[WHAT THIS TASK INVOLVES]
Could you return the rows below word for word, starting at the line that contains "One dot marks each instance of the construction" and ending at the line that contains "[(101, 247), (159, 237), (181, 231), (132, 242)]", with both of those lines included?

Start STORED DATA

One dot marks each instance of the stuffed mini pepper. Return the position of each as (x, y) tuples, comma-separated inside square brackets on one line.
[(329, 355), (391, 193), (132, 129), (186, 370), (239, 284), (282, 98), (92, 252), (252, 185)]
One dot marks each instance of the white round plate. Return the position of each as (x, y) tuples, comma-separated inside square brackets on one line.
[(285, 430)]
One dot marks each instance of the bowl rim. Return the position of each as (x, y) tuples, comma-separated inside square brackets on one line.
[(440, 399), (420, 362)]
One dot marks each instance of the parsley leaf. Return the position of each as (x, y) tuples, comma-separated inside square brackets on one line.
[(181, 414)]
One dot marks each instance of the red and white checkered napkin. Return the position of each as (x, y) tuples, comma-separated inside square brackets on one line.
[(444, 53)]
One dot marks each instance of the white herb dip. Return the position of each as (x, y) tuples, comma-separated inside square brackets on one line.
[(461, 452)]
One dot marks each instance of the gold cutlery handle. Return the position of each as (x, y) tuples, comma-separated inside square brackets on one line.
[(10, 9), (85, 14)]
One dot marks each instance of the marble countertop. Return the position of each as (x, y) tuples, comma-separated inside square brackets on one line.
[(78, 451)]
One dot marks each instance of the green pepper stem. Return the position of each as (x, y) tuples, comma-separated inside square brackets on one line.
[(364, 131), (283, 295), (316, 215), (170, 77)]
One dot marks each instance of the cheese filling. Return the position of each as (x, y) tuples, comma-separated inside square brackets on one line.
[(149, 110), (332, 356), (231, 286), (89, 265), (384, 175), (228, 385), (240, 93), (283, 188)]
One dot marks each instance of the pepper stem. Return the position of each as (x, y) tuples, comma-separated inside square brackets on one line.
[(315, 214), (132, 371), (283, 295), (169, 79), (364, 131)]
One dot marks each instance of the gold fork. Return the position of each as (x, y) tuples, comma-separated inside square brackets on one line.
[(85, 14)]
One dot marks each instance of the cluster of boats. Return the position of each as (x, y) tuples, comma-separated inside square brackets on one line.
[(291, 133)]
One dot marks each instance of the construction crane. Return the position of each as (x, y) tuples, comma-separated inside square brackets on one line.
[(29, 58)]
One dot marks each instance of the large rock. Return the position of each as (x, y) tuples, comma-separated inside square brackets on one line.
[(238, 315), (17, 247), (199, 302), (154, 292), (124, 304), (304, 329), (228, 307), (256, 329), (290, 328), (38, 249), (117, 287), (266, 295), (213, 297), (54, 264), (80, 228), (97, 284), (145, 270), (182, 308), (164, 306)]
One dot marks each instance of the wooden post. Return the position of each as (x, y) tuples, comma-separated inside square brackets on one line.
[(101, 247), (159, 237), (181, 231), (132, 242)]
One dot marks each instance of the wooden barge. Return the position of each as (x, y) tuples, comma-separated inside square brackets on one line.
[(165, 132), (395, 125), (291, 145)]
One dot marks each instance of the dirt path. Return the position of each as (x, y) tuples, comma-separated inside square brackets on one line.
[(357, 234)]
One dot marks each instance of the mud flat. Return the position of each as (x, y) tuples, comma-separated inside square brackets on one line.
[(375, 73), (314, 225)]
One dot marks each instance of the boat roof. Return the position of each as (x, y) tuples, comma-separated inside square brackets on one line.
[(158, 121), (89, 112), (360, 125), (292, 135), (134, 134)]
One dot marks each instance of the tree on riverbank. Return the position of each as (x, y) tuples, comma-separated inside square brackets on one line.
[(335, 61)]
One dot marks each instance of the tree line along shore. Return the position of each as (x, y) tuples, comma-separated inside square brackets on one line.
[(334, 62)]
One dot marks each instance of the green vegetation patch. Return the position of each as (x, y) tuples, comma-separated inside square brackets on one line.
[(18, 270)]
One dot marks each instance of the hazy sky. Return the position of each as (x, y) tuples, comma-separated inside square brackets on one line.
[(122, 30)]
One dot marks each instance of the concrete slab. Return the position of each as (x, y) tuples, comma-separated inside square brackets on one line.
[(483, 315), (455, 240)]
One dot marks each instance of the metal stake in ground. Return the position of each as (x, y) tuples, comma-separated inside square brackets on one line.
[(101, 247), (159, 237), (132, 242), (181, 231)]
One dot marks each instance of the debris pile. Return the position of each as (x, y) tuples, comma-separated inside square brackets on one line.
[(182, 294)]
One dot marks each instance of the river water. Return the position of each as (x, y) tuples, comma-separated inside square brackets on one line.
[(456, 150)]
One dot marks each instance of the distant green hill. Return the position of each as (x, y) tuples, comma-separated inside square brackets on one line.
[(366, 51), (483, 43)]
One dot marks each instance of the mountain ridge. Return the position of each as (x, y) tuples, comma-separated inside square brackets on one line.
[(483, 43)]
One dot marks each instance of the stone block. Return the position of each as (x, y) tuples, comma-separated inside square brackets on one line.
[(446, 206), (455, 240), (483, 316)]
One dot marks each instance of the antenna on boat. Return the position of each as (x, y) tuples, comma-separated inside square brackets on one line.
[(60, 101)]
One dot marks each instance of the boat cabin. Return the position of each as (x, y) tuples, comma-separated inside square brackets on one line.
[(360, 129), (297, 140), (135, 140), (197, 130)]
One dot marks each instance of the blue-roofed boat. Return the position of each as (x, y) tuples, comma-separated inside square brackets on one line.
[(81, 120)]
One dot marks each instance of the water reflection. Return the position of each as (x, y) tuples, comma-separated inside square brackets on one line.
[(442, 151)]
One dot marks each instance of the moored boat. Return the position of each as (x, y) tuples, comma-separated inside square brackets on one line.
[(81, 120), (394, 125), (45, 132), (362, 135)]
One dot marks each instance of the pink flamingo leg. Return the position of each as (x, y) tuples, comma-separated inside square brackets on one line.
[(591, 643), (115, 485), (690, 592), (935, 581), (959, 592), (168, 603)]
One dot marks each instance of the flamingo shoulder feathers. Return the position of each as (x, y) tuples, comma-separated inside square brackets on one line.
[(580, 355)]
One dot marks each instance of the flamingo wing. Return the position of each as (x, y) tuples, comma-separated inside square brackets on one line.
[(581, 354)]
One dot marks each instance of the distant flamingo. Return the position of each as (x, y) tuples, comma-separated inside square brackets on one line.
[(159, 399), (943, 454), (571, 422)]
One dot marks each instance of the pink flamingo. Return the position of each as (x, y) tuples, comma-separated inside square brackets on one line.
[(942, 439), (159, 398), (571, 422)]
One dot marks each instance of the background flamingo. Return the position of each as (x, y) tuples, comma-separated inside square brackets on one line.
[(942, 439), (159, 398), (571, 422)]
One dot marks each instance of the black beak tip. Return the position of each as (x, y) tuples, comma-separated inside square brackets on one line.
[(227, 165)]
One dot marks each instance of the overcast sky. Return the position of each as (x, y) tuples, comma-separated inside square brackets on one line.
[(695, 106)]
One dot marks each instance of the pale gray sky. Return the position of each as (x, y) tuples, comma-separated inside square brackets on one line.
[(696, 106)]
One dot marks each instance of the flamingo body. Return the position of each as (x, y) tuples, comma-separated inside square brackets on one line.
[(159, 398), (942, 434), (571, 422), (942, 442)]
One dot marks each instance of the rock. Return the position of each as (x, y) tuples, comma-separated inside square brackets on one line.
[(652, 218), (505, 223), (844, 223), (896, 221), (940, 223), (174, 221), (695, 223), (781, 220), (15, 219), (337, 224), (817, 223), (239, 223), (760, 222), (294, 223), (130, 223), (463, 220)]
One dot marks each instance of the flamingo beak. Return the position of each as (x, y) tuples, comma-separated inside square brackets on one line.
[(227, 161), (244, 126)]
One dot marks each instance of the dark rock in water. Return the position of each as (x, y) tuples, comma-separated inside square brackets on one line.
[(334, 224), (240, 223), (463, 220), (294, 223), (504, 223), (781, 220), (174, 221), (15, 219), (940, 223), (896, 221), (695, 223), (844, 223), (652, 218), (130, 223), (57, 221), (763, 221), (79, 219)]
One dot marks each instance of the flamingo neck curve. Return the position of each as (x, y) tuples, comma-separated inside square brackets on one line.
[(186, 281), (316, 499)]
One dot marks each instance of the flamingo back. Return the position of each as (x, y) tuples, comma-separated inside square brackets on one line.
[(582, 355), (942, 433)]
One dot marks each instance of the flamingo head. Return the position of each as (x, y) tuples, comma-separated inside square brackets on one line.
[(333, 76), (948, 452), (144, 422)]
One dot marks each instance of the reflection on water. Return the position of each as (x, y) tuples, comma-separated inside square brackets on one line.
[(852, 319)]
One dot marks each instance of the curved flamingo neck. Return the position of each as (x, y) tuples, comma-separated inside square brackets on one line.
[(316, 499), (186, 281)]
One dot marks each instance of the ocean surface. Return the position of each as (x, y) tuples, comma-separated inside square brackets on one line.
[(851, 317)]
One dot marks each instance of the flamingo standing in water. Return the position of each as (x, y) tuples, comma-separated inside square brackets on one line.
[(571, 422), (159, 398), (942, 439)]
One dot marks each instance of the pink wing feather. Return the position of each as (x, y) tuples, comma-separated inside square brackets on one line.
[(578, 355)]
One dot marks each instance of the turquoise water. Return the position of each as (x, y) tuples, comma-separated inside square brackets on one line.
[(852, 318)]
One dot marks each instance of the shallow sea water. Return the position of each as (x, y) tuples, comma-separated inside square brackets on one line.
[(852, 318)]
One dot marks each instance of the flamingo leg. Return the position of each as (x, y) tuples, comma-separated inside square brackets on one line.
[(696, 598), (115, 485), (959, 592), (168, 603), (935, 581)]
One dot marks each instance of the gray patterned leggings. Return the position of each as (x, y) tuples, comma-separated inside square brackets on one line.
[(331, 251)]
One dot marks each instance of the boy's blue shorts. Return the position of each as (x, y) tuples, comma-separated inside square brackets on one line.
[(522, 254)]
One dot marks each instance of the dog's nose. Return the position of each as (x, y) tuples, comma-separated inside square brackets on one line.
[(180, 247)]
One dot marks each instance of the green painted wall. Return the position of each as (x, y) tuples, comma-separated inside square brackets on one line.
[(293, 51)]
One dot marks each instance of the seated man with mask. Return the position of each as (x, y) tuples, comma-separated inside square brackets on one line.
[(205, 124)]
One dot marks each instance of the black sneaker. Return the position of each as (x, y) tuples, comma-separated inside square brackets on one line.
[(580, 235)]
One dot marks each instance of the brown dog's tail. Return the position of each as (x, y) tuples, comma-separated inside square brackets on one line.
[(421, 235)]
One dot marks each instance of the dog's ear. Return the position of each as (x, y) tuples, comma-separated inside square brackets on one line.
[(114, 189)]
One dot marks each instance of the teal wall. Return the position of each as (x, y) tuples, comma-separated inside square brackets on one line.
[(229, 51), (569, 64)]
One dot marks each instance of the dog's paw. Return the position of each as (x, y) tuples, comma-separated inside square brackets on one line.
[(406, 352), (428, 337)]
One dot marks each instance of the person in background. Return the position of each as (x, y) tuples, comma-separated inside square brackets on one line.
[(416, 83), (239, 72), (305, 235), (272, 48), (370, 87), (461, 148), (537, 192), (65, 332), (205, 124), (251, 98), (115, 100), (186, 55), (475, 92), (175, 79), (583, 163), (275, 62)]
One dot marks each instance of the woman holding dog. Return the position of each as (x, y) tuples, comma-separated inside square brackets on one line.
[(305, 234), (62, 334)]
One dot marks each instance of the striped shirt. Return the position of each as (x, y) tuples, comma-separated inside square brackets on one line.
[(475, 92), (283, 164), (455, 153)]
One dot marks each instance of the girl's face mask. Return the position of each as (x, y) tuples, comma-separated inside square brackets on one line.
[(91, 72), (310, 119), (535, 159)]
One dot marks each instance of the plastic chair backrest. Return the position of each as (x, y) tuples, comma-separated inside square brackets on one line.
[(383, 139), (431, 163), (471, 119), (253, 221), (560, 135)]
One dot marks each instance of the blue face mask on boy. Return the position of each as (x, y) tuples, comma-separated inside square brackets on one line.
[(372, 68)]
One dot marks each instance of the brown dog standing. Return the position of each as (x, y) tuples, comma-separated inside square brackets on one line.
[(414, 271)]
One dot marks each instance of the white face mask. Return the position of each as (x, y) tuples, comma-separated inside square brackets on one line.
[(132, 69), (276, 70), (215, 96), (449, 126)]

End STORED DATA

[PROBLEM SOLUTION]
One dot marks each instance of the construction crane. Return the position of each as (x, y) tuples, comma-separated inside square brackets on one line.
[(29, 58)]
One dot marks each instance of the large rock. Return the position of each as (x, y) tuples, comma-separated inside square brackets on one line.
[(238, 315), (17, 247), (199, 302), (154, 292), (124, 304), (304, 329), (228, 307), (256, 329), (290, 328), (38, 249), (117, 287), (266, 295), (213, 297), (54, 264), (80, 228), (97, 284), (145, 270), (182, 308), (164, 306)]
One dot marks each instance of the wooden post. Return the position of each as (x, y) tuples, comma-separated inside square brackets on one line.
[(101, 247), (159, 237), (181, 231), (132, 242)]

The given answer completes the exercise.